And none of this made any difference to the kid who had no cause in making the situation and no say in how it played out.

Both of my parents were raised in intact marriages, but each of those marriages had their own difficulties and failures.  Still, they were marriages and it is certain that my parents had no firsthand experience in how a divorce would unfold.  Should they have stayed together?  I don’t know.

The terrible irony is that I see my parents’ choice being re-played in my own generation – kids who were raised in intact families who have themselves divorced.  I realize that each of their situations was unique and that I am unaware of the intricacies of their relationships.  But something deep within me makes me want to grab them by the shoulders and shake them, shouting “You have no idea what you are doing!”  To my parents this was new, uncharted terrain.  It isn’t any more.

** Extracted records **
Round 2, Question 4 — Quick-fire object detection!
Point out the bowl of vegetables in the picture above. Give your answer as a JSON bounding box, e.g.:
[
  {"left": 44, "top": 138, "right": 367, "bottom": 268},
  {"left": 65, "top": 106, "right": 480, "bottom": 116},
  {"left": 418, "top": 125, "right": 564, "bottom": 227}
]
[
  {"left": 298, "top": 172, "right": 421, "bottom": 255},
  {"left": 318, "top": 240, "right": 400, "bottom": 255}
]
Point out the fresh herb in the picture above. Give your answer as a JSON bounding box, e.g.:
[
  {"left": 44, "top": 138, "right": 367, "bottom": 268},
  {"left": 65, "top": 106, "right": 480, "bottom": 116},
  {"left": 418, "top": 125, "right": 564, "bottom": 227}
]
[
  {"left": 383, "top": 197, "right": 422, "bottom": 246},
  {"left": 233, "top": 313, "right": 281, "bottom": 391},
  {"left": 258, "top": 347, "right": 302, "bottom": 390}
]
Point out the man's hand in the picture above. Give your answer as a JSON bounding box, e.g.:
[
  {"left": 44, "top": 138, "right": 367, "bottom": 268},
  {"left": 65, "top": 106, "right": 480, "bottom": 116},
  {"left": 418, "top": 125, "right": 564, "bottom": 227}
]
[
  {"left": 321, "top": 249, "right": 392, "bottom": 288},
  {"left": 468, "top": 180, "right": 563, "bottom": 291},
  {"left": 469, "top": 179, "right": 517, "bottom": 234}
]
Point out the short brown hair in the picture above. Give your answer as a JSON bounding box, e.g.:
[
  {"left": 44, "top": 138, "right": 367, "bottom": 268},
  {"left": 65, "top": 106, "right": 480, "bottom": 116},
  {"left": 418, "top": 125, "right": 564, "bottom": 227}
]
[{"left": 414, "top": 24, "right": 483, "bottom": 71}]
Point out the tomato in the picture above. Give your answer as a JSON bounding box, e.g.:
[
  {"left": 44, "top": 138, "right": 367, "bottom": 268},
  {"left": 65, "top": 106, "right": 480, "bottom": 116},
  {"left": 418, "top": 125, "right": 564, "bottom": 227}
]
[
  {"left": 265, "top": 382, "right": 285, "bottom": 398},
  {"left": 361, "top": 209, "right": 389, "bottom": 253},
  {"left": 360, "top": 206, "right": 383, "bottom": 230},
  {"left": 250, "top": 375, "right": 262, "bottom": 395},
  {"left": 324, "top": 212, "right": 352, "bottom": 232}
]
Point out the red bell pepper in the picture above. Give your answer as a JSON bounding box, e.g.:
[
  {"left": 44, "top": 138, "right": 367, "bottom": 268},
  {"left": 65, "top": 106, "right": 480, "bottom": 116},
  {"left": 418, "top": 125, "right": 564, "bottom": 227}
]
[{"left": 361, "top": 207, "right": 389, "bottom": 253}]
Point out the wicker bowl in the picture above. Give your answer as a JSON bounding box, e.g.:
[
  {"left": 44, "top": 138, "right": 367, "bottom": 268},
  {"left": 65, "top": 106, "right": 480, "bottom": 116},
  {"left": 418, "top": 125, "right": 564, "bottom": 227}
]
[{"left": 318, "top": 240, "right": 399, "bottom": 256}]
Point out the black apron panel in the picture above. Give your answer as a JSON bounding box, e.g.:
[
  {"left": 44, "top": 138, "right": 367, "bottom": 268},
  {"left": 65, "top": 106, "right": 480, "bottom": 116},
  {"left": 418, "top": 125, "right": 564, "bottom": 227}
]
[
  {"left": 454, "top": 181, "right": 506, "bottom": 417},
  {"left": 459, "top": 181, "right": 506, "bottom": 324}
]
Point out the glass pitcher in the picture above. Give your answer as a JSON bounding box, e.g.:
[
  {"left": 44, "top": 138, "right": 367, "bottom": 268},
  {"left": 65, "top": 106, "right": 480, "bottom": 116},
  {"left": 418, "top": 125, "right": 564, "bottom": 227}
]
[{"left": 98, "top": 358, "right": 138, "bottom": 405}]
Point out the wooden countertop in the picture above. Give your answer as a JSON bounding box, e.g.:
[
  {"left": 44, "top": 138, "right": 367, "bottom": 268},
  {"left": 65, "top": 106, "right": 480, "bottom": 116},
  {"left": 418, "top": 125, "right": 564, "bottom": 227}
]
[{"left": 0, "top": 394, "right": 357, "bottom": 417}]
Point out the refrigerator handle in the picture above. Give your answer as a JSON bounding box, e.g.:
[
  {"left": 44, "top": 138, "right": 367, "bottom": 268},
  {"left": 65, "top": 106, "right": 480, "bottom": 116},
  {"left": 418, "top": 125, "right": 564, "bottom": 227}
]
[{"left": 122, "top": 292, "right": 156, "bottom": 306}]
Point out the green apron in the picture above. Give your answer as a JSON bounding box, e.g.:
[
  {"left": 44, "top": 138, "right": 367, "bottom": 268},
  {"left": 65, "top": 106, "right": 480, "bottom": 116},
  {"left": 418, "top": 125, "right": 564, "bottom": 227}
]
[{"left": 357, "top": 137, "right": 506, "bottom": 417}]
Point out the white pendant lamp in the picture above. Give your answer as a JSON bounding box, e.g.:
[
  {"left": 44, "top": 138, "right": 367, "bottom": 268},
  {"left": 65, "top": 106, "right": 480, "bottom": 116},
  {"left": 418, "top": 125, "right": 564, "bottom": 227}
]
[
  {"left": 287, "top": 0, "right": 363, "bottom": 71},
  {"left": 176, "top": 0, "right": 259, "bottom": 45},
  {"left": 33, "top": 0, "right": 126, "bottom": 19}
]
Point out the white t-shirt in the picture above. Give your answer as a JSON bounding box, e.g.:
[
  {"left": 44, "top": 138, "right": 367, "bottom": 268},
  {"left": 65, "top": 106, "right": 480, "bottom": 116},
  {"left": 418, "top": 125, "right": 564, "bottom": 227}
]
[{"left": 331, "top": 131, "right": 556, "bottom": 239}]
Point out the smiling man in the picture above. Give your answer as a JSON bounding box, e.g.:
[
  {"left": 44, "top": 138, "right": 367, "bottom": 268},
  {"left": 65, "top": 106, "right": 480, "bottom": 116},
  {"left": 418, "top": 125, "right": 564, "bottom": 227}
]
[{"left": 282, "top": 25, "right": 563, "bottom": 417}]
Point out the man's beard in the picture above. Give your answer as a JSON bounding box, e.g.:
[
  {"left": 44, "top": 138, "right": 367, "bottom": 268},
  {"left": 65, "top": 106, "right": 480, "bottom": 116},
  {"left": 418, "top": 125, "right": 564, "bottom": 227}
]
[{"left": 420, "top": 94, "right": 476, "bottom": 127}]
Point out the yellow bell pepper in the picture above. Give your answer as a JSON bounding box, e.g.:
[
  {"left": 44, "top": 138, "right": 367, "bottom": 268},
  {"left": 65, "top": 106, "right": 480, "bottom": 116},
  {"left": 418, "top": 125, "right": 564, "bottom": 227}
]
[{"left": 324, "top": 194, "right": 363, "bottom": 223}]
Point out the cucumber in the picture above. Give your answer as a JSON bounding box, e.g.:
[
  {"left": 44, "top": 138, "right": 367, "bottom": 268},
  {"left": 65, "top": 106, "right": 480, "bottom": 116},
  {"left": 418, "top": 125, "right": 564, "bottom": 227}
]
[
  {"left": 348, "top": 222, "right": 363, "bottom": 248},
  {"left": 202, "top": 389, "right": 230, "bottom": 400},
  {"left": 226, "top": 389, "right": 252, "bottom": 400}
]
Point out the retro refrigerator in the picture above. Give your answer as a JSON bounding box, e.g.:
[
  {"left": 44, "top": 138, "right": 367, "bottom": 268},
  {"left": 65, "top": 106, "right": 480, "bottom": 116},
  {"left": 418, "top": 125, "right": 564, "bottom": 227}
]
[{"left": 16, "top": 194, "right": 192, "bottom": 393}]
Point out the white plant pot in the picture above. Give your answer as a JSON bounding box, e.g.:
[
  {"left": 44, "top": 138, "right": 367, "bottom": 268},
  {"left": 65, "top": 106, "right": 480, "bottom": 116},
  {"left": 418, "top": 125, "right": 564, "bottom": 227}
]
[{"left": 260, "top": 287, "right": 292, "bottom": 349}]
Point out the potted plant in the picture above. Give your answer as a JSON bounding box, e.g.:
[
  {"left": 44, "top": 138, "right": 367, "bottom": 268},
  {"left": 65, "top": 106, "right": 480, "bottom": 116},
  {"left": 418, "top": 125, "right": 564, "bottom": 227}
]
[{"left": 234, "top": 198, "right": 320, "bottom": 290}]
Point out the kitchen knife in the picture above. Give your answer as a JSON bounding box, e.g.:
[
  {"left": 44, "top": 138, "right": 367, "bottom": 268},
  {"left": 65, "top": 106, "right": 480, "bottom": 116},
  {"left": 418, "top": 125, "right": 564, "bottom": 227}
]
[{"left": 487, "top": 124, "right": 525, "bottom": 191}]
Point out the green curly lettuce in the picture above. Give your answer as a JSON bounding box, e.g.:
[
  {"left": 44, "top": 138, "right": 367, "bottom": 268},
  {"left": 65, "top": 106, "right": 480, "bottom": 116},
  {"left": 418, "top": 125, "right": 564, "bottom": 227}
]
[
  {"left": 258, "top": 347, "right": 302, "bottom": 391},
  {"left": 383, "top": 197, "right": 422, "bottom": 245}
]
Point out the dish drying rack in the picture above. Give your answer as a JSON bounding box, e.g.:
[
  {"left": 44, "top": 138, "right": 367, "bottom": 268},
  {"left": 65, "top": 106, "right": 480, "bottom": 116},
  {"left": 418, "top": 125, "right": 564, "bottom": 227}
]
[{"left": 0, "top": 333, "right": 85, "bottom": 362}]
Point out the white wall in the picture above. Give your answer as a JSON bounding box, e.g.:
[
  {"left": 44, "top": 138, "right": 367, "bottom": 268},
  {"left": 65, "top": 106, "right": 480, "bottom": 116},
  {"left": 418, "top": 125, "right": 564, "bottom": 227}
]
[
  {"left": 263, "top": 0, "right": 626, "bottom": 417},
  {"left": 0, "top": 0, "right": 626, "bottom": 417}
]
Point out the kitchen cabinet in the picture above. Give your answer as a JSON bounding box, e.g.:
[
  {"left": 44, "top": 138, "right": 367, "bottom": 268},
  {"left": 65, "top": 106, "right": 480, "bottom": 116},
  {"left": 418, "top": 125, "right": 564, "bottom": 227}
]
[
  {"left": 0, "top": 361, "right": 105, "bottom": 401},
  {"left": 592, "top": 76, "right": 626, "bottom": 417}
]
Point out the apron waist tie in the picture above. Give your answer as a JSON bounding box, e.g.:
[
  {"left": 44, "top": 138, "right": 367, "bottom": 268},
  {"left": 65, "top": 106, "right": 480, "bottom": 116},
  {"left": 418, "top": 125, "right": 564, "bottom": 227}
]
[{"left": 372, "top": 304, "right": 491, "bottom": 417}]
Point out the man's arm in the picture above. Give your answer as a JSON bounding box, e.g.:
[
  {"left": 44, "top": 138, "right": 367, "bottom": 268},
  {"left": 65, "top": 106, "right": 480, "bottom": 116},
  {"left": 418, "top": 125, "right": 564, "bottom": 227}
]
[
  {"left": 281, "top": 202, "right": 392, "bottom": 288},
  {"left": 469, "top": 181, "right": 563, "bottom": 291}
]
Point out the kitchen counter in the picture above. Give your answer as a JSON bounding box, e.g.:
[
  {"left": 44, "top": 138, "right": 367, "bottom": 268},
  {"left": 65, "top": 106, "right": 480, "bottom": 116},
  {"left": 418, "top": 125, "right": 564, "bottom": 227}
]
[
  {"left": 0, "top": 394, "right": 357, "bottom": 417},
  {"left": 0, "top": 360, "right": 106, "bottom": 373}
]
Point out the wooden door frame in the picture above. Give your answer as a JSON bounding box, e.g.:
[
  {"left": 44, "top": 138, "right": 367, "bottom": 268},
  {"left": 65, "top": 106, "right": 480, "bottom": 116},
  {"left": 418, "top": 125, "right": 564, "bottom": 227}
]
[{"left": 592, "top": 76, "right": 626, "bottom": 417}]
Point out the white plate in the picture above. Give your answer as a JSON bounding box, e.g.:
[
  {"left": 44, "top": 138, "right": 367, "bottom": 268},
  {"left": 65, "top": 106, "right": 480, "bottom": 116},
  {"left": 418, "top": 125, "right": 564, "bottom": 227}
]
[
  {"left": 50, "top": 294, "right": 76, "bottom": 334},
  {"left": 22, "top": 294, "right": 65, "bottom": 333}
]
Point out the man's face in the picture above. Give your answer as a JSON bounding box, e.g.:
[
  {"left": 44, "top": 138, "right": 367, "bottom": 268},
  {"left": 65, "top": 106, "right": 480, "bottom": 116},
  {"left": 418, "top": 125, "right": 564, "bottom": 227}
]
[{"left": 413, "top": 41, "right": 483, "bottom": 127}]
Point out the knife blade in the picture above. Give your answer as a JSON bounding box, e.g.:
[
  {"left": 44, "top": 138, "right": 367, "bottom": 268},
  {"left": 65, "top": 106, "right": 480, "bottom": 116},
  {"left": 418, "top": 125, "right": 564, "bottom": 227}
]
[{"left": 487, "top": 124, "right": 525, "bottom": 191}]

** Tasks and exercises **
1. According to the text on divorce, what kind of marriages were both of the writer's parents raised in?
2. Continue the text on divorce from its final sentence.

** Solved problems **
1. Both parents were raised in intact marriages.

2.
I know many, many people who have divorced as adults.  Good people.  Some of them saw divorce as the only way out of an impossible situation.  Others had it done to them just as it was done to their children.  And there will always be situations where there is physical abuse, substance abuse or other factors which really do make divorce better and safer than a list of worse alternatives.  I do not judge these people.  And I do not judge my own parents.  See, this is what children of divorce experience: I am afraid to tell you how I feel for fear of how it is going to affect you.  This is not about blame.  And if you are one of those divorced adults, this is not about you.  It is, however, about expressing an idea that is highly discouraged in our modern society: that divorce really does affect the children.

Since my days on the bleeding edge of divorce in middle America, the path taken in my family all those years ago has become distressingly common.  Parents, family, counselors, teachers, clergy and almost all of society tell us that “the kids will be fine.  They are resilient.  They will adapt.  It’s for the best.”  It is what I was told (expressly and by implication) and it is what kids are still being told today.  Oh I adapted, all right.  And kids adapt now.   But should they have to?  And does adapting make things better?

The book is nothing more than the sharings by ordinary people whose parents divorced.  Each respondent answered a series of questions and the book’s author did nothing more than to anonymize the participants and group those responses under each of the questions.  There is no attempt to craft a narrative or to make anyone adhere to a theme.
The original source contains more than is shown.